* _ASSIGNMENT_
Hand back all of the records exactly as they read.

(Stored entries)
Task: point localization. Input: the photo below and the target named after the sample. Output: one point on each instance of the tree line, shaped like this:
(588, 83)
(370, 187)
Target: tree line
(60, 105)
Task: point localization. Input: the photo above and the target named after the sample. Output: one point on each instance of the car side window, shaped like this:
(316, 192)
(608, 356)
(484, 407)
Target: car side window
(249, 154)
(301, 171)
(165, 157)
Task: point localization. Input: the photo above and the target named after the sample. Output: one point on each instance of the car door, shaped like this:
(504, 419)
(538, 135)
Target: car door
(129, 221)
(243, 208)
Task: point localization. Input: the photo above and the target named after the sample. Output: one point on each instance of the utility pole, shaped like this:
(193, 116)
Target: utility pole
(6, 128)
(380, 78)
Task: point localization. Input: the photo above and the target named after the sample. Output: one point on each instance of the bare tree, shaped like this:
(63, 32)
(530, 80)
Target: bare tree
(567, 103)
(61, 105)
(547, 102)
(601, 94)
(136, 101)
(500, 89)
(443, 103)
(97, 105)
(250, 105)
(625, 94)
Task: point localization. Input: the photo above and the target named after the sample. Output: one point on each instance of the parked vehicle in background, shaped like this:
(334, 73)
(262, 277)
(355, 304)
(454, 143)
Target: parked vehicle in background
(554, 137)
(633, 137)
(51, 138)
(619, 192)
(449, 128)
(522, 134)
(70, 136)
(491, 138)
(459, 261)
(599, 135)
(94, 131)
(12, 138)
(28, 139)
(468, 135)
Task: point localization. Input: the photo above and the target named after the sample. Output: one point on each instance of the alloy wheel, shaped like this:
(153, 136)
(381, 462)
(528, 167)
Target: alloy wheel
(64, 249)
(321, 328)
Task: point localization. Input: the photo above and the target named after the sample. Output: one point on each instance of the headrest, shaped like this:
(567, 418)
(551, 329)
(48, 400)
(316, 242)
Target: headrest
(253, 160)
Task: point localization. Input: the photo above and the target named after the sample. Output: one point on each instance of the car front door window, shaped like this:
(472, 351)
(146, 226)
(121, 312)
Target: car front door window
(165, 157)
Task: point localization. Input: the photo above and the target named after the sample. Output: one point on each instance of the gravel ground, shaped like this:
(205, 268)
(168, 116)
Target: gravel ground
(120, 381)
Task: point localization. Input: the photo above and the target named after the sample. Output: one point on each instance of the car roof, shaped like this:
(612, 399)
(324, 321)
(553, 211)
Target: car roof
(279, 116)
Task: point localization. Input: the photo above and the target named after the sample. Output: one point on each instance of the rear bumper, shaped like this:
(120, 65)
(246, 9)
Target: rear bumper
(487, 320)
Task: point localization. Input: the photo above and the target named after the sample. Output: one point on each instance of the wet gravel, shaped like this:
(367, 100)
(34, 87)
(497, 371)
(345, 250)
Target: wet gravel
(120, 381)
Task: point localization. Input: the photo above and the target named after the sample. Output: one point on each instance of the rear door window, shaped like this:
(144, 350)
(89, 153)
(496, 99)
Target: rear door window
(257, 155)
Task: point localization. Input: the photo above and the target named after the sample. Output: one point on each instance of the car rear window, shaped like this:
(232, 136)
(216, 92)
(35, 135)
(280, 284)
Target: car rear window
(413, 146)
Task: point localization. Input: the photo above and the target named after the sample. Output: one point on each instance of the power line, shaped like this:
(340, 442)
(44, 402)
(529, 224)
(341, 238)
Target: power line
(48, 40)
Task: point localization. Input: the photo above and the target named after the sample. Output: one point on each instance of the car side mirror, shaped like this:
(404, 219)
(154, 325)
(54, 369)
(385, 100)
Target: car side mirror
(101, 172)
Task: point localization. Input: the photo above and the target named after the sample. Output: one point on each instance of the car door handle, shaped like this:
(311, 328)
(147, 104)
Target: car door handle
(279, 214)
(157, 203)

* _SOLUTION_
Task: point localization. Input: the photo below and the target named after the sample. Output: one point on each instance of the tree line, shaped like this:
(588, 83)
(370, 187)
Target: tree line
(60, 105)
Task: point localization. Input: the photo above and the target named after the sample. Output: one point on each instance of the car side window, shaped like this:
(316, 192)
(608, 356)
(484, 407)
Target: car side window
(249, 154)
(301, 171)
(165, 157)
Task: point localization. Input: the photo above and the target named after the sample. Output: one point on each instance of the car door, shaped like this:
(504, 419)
(538, 135)
Target: car door
(129, 221)
(243, 208)
Task: point localization. Input: the photo above and the target named after the sample. Output: one point on each instance of the utility pole, shaped like this:
(193, 116)
Target: utility pole
(6, 128)
(380, 78)
Task: point localization. Input: the photo above and the target named after the sample. Output: one point on each instance of the bare tree, shaped like this:
(63, 32)
(530, 80)
Target: bare tree
(567, 103)
(61, 105)
(547, 102)
(601, 94)
(136, 101)
(500, 89)
(443, 103)
(97, 105)
(250, 105)
(625, 94)
Task: point localization. Input: the photo above and the target named after the sample. Output: one point on each instance of the parked vehicle in background, shaped like this:
(334, 73)
(262, 277)
(355, 304)
(454, 143)
Target: parked vehicle in background
(554, 137)
(633, 137)
(51, 138)
(619, 192)
(449, 128)
(522, 134)
(70, 136)
(491, 138)
(459, 261)
(599, 135)
(94, 131)
(12, 138)
(28, 139)
(468, 135)
Task: point localization. Input: the photo above and the target named after the sample. Output: one point on each instance of the alloy wheel, shaped like this:
(153, 136)
(381, 462)
(528, 167)
Target: alloy wheel
(64, 249)
(321, 328)
Task: point localization. Input: the photo above and the target named after the sample. Output: one point on each instance of the headrest, shaped like this:
(567, 418)
(551, 329)
(48, 400)
(316, 242)
Target: headrest
(253, 160)
Task: point localization. Input: the photo above and the target named after the sample. Output: one point on each instance of the car front door window, shaped like this:
(472, 351)
(146, 226)
(121, 312)
Target: car front door window
(165, 157)
Task: point localization. Input: the photo above and the target named after the sample. Output: one point on each instance of the gravel ground, shaped like this:
(205, 268)
(168, 116)
Target: gravel ground
(120, 381)
Task: point localization. Input: the photo above and the target named after the sample. Output: one point on each instance of the car roof, shaped like this:
(612, 399)
(324, 321)
(553, 211)
Target: car roof
(279, 116)
Task: point localization. Input: the photo above and the target named after the sample. Output: one point on each instance of the rear bumper, shaped like this:
(120, 65)
(246, 9)
Target: rear bumper
(487, 320)
Task: point localization. Input: the photo above and the target named after the sample. Output: one point on each instance of the wet gravel, shaped like this:
(367, 100)
(34, 87)
(497, 371)
(345, 250)
Target: wet gravel
(120, 381)
Task: point localization. Input: the photo above and the target named after the sample. Output: one point on each instance of the rear door window, shaped like this:
(144, 350)
(89, 153)
(496, 99)
Target: rear door window
(257, 155)
Task: point localization. Input: the photo above and the target named after the sample. Output: one point on each instance of the car rear window, shaped like this:
(232, 136)
(216, 92)
(35, 135)
(280, 284)
Target: car rear window
(413, 146)
Task: point localization. Input: the photo above and the target named after the sample. Output: one point on each instance of the power line, shaped like this:
(340, 442)
(44, 402)
(529, 224)
(341, 238)
Target: power line
(48, 40)
Task: point localization. Input: the photo above and the target named after the sample. Output: one point on each instance of the car side mirror, shaped like this:
(404, 219)
(154, 325)
(54, 369)
(385, 100)
Target: car side mirror
(101, 172)
Task: point localization. Input: the photo above and the target named after the sample. Output: one point on each instance of the car door handle, shaped like this:
(311, 328)
(147, 104)
Target: car door handle
(279, 214)
(157, 203)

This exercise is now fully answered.